**PROBLEM DETAILS**
Using the material below, return exactly the lines between the one holding "box: [123, 56, 160, 78]" and the one holding "negative clicks: (139, 49)", inclusive, and no others.

**** MATERIAL TO PROCESS

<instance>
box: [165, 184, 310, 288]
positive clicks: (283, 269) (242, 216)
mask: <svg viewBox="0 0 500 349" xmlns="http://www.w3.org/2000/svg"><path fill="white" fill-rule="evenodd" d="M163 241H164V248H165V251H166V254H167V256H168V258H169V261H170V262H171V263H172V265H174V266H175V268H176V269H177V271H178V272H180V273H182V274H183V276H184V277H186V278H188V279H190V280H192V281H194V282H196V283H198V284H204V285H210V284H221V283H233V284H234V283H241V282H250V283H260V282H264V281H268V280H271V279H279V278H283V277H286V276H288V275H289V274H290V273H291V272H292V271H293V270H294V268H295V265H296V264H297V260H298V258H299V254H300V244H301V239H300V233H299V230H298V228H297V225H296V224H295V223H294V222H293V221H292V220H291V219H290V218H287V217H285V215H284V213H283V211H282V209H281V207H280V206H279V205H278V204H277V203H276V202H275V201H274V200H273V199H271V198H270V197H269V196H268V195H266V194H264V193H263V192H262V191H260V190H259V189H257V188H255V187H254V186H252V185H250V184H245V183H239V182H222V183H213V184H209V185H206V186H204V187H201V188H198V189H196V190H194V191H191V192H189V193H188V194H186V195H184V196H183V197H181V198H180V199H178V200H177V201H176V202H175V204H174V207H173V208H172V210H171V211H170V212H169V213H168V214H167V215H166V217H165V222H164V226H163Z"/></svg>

********
**** MATERIAL TO PROCESS

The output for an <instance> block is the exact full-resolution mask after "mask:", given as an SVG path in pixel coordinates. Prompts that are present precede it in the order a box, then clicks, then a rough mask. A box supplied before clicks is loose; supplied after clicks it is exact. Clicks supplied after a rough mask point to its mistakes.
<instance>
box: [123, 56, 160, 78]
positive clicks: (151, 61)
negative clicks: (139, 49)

********

**ANSWER**
box: [123, 56, 160, 78]
positive clicks: (151, 61)
negative clicks: (139, 49)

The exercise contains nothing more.